Links make the blog — both incoming and outgoing. I do my best to pepper my posts with interesting links that are, on the surface, only tangentially related to the words from which they are linked. I hope some of you are as amused by where they take you as I am in choosing them in the first place.

Links to Escamoteurettes from other web sites are appreciated. Truly, they are. And links from the Escamoteurettes blogroll, while admittedly not as exciting as winning the lottery, are heartfelt.

So, here are a few additions:

Jim Sisti Magic — my friend.
Magic, Mentalism, Mystery — The Secret Life Of A Magic Cat
The Magician — a weblog for the magical arts
The Indian Magicians’ Blog — Nakul Shenoy’s blog
The Magic Advocate

Like voting in Chicago, visit these links early and often.

Getting there is half the fun.

How do you find a web site?

As a general rule, most people find a web site through another web site. It could be a site you already have visited. It could be a search engine’s results. One site links to another, you click the link, and like magic here you are. That’s how the web was designed, of course. That’s why it’s called “the web.”

Run a web server long enough and you will find yourself digging through your server logs to determine from where a visitor arrived. Logs can tell you what link someone clicked to get to your web site. It’s sort of like spelunking only without stepping into bat guano.

Of all the search engines that send people this way, Google amuses to me to no end with its endless bizarre and sometimes delusive ability to steer people to Casa Escamoteurettes. Welcome one and all.

_The data_

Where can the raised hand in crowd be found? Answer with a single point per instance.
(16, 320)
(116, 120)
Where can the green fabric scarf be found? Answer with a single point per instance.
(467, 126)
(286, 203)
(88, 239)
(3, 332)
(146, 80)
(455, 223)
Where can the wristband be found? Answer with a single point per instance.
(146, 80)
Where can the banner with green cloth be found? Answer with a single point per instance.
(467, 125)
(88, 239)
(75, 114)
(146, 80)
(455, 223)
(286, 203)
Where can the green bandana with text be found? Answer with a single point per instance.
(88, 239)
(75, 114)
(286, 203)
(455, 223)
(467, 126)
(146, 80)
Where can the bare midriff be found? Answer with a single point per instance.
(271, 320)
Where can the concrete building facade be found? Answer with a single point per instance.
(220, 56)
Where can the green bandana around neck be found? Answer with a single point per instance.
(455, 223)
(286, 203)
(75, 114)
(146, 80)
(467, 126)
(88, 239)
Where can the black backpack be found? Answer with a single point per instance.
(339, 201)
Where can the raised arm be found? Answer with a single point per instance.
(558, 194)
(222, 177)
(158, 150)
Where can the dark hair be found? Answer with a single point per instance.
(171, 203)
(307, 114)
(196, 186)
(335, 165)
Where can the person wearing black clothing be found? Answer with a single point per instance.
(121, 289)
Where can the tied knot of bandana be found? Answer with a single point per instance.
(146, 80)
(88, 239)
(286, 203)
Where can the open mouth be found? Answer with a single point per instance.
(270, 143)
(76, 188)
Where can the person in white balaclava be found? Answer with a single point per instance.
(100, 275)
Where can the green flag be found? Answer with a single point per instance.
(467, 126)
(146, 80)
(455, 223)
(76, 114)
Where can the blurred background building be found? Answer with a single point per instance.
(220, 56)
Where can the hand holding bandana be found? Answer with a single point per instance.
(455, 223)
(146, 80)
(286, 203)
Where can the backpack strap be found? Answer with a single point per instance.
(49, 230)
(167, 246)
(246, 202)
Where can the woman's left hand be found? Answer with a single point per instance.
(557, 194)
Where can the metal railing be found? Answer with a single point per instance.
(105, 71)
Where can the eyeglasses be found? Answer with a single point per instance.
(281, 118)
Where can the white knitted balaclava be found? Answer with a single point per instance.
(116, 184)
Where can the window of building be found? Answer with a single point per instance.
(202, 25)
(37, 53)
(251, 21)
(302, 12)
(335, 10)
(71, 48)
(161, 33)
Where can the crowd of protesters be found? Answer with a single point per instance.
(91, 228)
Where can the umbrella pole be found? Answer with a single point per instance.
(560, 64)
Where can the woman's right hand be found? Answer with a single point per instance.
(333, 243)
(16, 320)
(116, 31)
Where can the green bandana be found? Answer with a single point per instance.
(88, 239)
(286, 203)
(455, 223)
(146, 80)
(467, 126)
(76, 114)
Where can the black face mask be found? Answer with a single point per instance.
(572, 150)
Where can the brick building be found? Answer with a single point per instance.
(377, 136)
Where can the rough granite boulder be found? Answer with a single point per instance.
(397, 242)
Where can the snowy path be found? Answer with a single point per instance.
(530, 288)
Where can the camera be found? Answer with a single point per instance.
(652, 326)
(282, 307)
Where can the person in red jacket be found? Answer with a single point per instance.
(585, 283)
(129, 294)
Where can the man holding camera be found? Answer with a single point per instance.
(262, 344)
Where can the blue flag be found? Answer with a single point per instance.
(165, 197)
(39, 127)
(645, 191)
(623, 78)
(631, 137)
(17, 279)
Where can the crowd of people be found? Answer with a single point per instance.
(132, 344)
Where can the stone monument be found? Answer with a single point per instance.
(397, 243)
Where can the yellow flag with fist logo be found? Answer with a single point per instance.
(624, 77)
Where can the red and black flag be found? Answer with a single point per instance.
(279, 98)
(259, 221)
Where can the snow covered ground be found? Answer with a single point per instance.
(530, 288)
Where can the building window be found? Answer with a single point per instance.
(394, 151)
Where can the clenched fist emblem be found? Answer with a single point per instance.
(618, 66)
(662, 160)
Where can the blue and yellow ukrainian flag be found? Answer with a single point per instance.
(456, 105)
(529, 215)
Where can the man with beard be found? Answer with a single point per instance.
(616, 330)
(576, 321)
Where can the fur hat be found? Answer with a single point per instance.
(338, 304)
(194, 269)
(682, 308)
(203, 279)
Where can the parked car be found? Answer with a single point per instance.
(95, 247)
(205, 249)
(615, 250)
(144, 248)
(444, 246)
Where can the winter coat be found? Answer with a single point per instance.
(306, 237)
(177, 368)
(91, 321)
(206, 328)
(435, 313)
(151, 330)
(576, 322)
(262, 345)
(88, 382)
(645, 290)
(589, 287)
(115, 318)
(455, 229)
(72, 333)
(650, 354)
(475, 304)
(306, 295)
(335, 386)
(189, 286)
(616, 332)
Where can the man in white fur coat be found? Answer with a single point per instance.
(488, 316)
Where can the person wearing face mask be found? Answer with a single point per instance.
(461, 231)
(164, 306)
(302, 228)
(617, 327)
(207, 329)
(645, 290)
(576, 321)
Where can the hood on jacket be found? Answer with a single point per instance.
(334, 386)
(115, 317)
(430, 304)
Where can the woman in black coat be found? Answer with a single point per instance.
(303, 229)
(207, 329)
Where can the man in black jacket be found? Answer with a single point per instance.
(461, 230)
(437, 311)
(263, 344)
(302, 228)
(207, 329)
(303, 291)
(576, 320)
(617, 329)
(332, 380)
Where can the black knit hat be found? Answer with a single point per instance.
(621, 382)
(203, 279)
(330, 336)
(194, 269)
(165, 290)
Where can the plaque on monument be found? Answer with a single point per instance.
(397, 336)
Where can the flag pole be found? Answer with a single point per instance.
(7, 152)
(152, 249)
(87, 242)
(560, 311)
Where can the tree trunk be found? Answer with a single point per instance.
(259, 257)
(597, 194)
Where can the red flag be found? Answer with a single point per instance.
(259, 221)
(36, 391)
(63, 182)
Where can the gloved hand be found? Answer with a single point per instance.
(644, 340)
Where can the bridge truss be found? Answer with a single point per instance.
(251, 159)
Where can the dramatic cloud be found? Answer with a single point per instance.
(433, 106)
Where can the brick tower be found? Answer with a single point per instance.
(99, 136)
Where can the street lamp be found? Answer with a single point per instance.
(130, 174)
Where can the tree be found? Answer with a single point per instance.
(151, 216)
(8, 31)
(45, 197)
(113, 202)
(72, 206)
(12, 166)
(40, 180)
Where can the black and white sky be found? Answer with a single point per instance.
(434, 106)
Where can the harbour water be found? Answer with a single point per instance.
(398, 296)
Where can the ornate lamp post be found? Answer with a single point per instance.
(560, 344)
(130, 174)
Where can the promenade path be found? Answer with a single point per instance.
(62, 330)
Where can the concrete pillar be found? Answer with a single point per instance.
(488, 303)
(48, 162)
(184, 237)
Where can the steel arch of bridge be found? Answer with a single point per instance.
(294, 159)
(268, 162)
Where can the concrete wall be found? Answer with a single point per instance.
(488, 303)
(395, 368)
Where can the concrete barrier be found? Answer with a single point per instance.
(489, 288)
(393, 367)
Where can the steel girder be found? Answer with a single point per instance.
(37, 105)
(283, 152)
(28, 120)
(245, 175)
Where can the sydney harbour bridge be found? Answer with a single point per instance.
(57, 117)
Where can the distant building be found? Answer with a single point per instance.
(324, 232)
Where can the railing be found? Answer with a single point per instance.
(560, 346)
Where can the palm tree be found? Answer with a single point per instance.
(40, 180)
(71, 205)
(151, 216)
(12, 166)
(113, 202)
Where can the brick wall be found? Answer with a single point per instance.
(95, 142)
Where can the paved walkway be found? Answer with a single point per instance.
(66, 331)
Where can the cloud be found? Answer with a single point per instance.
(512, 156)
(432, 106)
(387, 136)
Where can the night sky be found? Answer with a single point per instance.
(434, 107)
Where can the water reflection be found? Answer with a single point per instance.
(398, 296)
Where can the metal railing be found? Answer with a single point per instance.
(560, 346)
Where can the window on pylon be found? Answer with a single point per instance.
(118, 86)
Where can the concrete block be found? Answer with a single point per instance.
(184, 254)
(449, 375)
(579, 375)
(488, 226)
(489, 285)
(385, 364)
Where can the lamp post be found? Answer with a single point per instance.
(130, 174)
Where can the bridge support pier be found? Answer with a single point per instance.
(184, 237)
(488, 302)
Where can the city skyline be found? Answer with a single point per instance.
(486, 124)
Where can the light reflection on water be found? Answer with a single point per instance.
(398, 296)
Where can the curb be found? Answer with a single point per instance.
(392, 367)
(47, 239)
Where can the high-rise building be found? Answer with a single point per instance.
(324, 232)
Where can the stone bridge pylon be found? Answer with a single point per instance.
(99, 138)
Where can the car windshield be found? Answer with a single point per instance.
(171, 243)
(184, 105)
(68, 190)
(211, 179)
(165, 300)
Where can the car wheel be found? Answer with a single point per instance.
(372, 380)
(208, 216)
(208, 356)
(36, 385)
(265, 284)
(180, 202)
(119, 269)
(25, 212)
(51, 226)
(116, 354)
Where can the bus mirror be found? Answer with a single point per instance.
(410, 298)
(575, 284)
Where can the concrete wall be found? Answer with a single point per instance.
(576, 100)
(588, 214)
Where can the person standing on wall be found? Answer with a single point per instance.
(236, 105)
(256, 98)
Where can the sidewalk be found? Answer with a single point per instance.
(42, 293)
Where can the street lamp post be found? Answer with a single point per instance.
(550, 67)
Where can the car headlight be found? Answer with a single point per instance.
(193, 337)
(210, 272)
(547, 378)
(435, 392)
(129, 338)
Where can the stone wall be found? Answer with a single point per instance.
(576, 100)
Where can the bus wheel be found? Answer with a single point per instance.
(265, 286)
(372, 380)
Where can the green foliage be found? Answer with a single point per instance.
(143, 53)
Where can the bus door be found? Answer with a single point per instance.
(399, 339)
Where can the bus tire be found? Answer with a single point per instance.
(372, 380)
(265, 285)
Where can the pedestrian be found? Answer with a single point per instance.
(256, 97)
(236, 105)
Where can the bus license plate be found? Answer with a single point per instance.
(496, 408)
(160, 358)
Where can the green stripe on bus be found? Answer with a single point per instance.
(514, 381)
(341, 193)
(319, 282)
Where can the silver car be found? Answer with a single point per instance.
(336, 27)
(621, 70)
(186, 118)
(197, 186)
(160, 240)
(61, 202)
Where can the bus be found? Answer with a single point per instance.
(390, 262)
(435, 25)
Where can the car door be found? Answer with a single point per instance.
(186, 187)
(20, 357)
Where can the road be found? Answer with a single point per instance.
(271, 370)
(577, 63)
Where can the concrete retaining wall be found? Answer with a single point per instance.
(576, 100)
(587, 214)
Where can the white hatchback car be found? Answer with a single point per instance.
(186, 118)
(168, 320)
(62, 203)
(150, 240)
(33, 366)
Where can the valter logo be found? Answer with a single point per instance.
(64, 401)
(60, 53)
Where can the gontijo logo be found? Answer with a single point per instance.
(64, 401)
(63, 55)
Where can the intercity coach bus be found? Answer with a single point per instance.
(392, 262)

_Work instruction_
According to the blog post about links, how do most people find a web site? This material comes from a different source than the text.

_Answer section_
Most people find a web site through another web site.